PROBLEM TO SOLVE
Copy out every one of the rows below word for word, leaving the pictures out of your answer.

RECORDS SUPPLIED
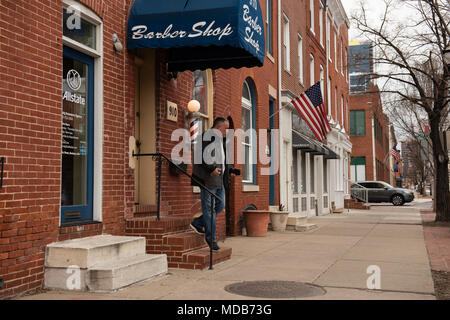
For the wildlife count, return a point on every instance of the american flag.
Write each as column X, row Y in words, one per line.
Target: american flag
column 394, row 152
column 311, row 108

THE OUTPUT
For the wildlife count, return a point on every instance of the american flag.
Write each as column X, row Y in words, one per line.
Target: american flag
column 394, row 152
column 311, row 108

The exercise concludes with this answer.